Rewrite each of the rows below, putting "receives one point" wherever "gets one point" appears and changing nothing else.

[Records for this task]
■ ■ ■

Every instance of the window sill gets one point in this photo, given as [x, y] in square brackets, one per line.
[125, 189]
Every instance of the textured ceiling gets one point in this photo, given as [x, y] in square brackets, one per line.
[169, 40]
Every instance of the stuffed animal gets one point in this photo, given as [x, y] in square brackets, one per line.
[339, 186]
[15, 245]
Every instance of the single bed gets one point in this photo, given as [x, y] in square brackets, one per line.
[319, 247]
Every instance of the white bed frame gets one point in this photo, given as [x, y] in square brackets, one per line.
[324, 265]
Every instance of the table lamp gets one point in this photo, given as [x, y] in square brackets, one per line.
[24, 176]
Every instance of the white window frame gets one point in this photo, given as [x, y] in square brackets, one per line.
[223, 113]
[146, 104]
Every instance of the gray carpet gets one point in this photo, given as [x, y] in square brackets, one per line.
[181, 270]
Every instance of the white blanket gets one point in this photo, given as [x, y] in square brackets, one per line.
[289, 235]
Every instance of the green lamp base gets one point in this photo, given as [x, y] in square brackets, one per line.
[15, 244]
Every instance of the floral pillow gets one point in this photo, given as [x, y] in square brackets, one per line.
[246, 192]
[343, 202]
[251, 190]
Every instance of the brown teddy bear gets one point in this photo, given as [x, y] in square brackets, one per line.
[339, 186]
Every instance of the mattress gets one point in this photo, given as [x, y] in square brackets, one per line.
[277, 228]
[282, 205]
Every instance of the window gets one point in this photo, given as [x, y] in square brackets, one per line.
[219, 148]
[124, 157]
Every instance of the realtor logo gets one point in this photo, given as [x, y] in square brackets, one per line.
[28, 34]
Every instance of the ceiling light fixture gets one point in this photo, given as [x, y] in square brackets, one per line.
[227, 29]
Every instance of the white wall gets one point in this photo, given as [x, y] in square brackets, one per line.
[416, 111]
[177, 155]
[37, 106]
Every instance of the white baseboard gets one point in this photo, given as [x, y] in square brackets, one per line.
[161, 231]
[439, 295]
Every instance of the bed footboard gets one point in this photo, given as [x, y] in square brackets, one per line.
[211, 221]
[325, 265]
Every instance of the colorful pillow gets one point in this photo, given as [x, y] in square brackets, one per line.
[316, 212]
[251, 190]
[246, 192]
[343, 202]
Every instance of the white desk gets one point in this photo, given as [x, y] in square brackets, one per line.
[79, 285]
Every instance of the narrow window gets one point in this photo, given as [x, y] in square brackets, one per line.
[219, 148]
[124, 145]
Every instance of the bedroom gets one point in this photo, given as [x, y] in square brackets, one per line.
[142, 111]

■ ■ ■

[Solution to the exercise]
Every instance of the window sill receives one point in this photo, given as [x, y] in square brackets, one per line.
[125, 189]
Every instance of the textured ceiling receives one point in this photo, given as [x, y] in square brackets, one per line.
[169, 40]
Every instance of the stuffed animal receives one point in this photo, given as [x, y] in square brackets, one per line.
[339, 186]
[15, 245]
Every instance of the single bed receives one point in this photo, given as [x, y] in square brackets, one per line.
[319, 247]
Every instance of the white bed frame receives one point in this photo, given as [x, y] in square brackets, one per line.
[324, 265]
Every instance of the table lamp receives one point in this photo, given as [x, y] in square brackets, one per line.
[24, 176]
Every instance of the white window frame receives one point in this photo, given as [x, y] in square brackets, one per line.
[223, 113]
[146, 104]
Every instance of the gray carpet receives one point in this photo, given as [x, y] in square brackets, one per line.
[181, 270]
Every instance of the white blanket receives one point in this photo, given as [x, y] in square brackets, one per line.
[289, 235]
Every instance of the green lamp base receives one point in this photo, given as [x, y] in square brackets, one per line.
[15, 244]
Every instance of the floral pillow receives one point in this photo, given as [x, y] in square brackets, one per line.
[246, 192]
[343, 202]
[251, 190]
Every instance of the brown teddy bear receives one point in this photo, given as [x, y] in square brackets, one per line.
[339, 186]
Every instance of the mattress receives one point in this photo, given as [x, y] in square brackets, one per line.
[277, 228]
[282, 205]
Every instance of the window receives one point in this photo, given as [x, y] in square brackets, one per line.
[219, 148]
[124, 157]
Every instance of the realtor logo receives one point in this photo, given as [x, y] in square brackets, one per line.
[28, 34]
Every instance of the ceiling light fixture receives one point in this photo, given as [x, y] in square brackets, one per line.
[227, 29]
Every instance of the white wall receives one point in this photo, given as [x, y] in square brackets, one per line.
[416, 111]
[177, 155]
[37, 106]
Every instance of the white baseboard receives one point in this photo, given as [x, y] in square brackets, one per line.
[161, 231]
[439, 295]
Every instance of the bed footboard receives one point in this photo, given as [x, y] in square brackets, one per line.
[211, 221]
[325, 265]
Every instance of the colorful pillow receives one point in this photo, given as [x, y] in square brackets, one per line.
[316, 212]
[251, 190]
[246, 192]
[343, 202]
Every instance of the white desk receives one point in this photo, given as [x, y] in square brackets, one per line.
[79, 285]
Every instance of the narrow window receives one point in this photo, given as [x, y] in square brackets, one per line.
[219, 148]
[124, 145]
Every instance of the bedroom receives one point in this photo, given as [x, y] in square brackets, one per line.
[142, 111]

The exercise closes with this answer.